---------- Data for processing ----------

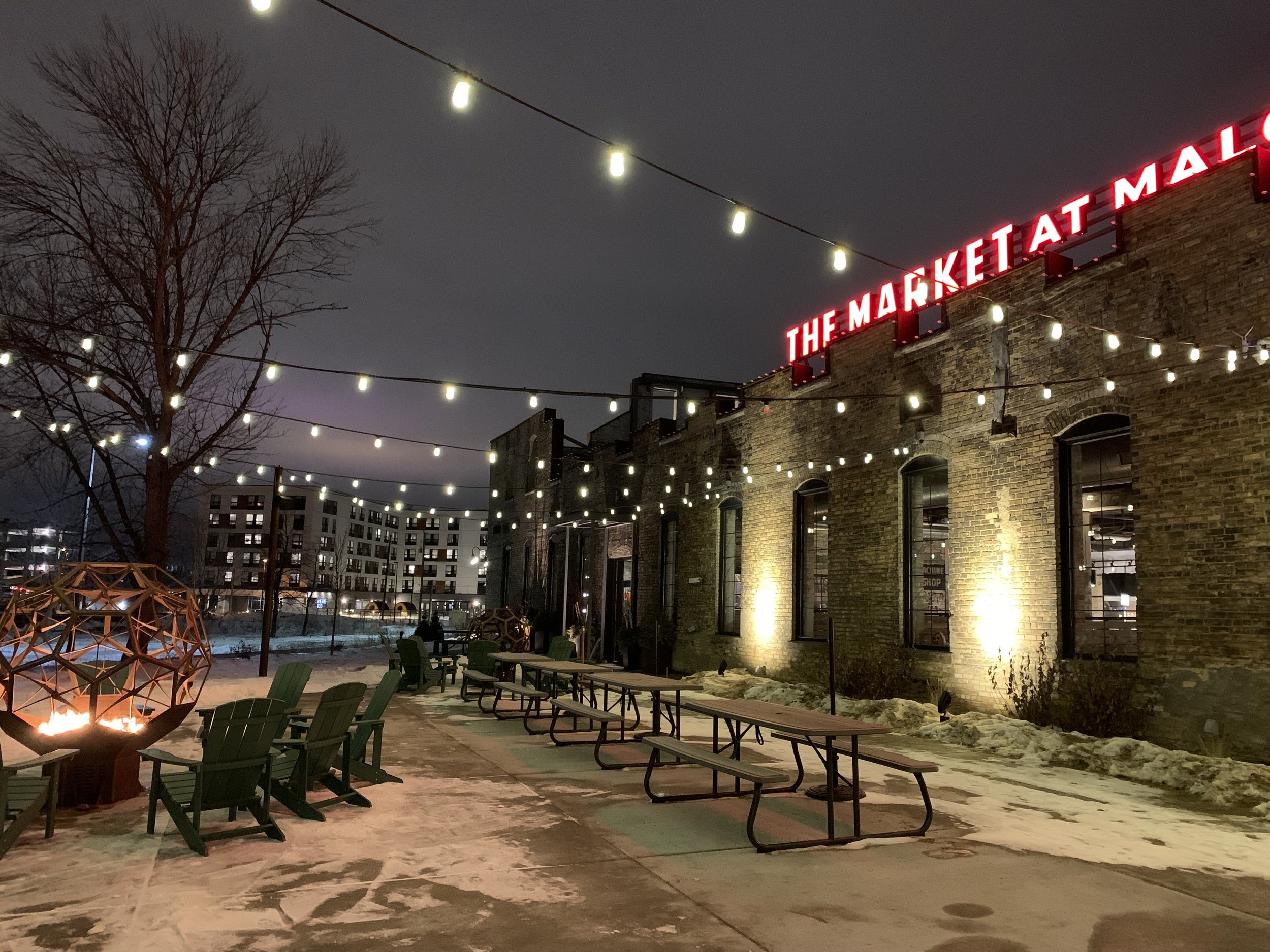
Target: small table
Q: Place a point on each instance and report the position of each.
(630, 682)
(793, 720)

----------
---------- Data for processing ----------

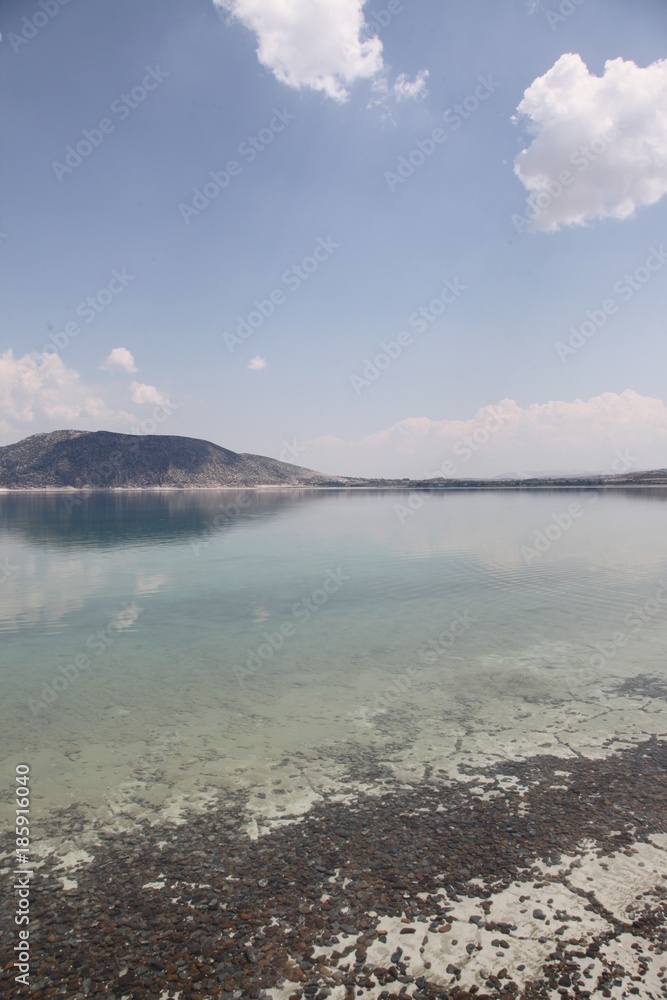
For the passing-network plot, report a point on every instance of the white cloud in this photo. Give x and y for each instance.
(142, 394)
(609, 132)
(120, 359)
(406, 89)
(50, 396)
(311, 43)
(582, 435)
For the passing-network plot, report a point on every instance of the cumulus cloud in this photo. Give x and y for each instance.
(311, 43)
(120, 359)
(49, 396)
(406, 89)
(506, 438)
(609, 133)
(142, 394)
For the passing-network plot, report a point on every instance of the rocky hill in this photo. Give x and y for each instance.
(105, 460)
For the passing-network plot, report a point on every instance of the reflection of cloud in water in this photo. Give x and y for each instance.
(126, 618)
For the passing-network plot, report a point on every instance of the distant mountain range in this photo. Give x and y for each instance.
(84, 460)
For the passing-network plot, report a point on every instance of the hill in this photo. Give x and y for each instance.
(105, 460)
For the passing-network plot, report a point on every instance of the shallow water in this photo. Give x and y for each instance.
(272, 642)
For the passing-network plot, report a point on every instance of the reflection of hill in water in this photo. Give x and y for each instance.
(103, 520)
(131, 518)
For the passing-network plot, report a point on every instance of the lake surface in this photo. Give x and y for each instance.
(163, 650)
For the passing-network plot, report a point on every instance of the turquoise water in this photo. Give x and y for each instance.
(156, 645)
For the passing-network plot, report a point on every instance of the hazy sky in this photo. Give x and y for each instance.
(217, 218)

----------

**Required task:** How many lines in the rows above contain the string "hill"? Case counts. Reply with the number alone.

**Result for this task:** 3